--- EXERCISE INPUTS ---

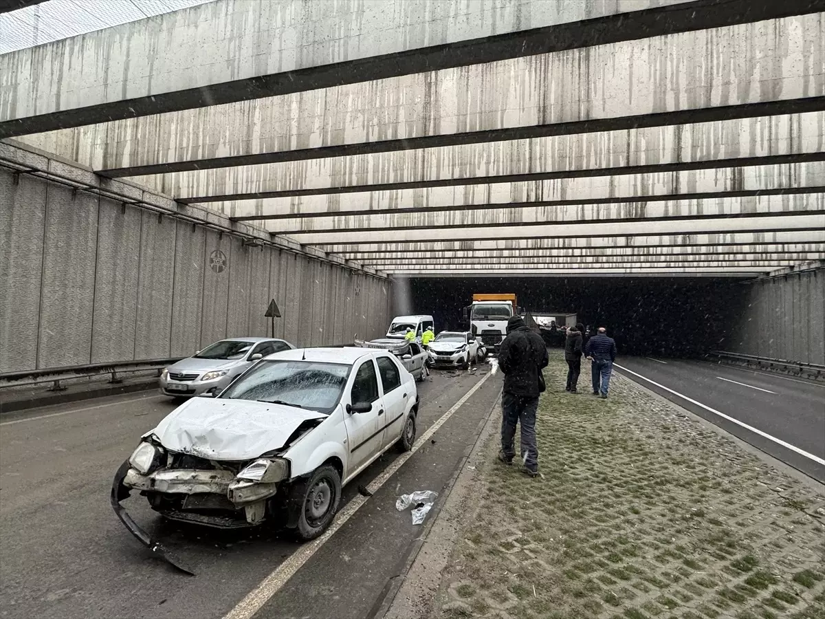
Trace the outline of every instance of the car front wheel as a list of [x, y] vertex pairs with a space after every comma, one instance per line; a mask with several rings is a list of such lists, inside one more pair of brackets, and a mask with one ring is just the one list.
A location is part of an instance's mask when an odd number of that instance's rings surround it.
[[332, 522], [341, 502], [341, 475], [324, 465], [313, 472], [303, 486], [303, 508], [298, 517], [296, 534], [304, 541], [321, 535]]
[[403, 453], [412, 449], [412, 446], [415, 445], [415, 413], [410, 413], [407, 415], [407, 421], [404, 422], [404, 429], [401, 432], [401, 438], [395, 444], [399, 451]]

---
--- EXERCISE INPUTS ---

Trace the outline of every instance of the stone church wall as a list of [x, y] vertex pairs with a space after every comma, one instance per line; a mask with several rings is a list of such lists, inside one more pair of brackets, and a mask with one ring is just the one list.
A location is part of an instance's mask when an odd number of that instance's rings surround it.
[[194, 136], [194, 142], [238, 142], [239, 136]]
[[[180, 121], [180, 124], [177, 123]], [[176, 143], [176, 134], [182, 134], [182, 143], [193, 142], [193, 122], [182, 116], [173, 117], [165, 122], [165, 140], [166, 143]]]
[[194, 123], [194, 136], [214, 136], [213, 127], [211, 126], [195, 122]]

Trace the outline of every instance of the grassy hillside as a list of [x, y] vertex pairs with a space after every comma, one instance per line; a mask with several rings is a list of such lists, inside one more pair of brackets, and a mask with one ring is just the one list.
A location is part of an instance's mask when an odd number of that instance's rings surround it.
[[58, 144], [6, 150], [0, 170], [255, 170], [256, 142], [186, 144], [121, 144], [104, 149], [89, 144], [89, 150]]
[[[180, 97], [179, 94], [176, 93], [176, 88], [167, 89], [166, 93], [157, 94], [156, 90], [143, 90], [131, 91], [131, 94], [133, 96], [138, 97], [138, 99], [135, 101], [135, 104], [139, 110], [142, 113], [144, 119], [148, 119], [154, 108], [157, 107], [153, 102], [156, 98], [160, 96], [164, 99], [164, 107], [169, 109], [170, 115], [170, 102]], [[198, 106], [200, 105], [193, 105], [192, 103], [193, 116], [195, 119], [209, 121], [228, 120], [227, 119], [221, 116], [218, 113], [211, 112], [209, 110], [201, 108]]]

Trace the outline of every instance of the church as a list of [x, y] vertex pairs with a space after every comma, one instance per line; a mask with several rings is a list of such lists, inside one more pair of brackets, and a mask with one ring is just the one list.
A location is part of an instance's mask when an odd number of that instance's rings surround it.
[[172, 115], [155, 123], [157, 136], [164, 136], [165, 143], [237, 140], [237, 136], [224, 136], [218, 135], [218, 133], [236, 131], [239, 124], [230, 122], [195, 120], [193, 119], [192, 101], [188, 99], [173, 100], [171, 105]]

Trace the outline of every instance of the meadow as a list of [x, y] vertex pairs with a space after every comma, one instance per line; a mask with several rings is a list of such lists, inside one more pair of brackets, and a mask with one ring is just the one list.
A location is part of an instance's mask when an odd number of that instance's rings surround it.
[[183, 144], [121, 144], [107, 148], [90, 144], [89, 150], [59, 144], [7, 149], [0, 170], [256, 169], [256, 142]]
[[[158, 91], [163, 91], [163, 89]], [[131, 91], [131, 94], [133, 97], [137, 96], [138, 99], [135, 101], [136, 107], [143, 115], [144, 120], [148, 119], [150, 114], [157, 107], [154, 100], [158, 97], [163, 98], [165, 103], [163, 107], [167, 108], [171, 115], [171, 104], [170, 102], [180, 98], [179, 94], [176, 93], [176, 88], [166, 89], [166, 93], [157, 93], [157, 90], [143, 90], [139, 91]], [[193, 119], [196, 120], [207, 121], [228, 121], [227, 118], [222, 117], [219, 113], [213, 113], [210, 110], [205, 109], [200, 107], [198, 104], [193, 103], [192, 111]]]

---

TASK STATEMENT. Pick out each line of the records above that contains the string "list", and copy those lines.

WRITTEN ANSWER.
Trace the outline of every instance of the car front wheel as a list of [x, y] vertex pairs with a space after every comma, one instance per line; a mask with several rings is a list of such lists, inside one more pair of brackets, and a mask with one ring is just the one list.
Trace the outline of every instance of the stone church wall as a list of [x, y] vertex pairs with a space after every comma, one instance per line; a mask with several rings is a list of such lists, inside one more pair of brackets, and a mask with one ring is just the one list.
Trace the outline of every instance of the grassy hillside as a list of [x, y] vertex pairs with a space after every comma, one instance per line; a mask with several rings is a list of such lists, inside one more pair of brackets, and a mask with one ring is just the one list.
Trace the outline of every instance of the church as a list of [x, y] vertex pairs with a space after every comma, one instance per line; a mask with several rings is a list of such lists, inside one more pair of brackets, and a mask with one ring is just the one list.
Trace the outline of every instance of the meadow as a list of [x, y] vertex pairs with a space after every comma, one instance per line; a mask with several rings is a list of such lists, inside one more pair of brackets, and a mask with one ring is just the one list.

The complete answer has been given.